Consegna: Sostituite "grass" con "weeds" nella parte dei record che si apre con la riga contenente "Target: mud" e prosegue fino alla fine dei record, lasciando invariato tutto il resto. Riportate soltanto queste righe.

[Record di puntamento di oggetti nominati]
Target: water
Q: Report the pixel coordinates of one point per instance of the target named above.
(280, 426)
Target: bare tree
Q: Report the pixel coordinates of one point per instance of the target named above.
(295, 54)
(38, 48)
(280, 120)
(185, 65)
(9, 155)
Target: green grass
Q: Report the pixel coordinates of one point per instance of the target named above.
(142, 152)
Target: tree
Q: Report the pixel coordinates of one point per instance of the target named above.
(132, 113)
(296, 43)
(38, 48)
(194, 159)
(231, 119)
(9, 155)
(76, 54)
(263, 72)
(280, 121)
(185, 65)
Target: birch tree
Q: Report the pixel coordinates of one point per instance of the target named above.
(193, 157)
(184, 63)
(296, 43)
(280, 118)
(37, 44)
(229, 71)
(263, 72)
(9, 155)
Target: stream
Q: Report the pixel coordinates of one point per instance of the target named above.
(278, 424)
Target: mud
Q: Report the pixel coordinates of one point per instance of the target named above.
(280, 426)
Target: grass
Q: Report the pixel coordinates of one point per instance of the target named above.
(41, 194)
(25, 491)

Risposta all'esercizio:
Target: mud
Q: Report the pixel coordinates of one point per instance of the target named above.
(280, 426)
Target: weeds
Q: Report the pixel coordinates of one point per instance of the target named above.
(41, 194)
(25, 491)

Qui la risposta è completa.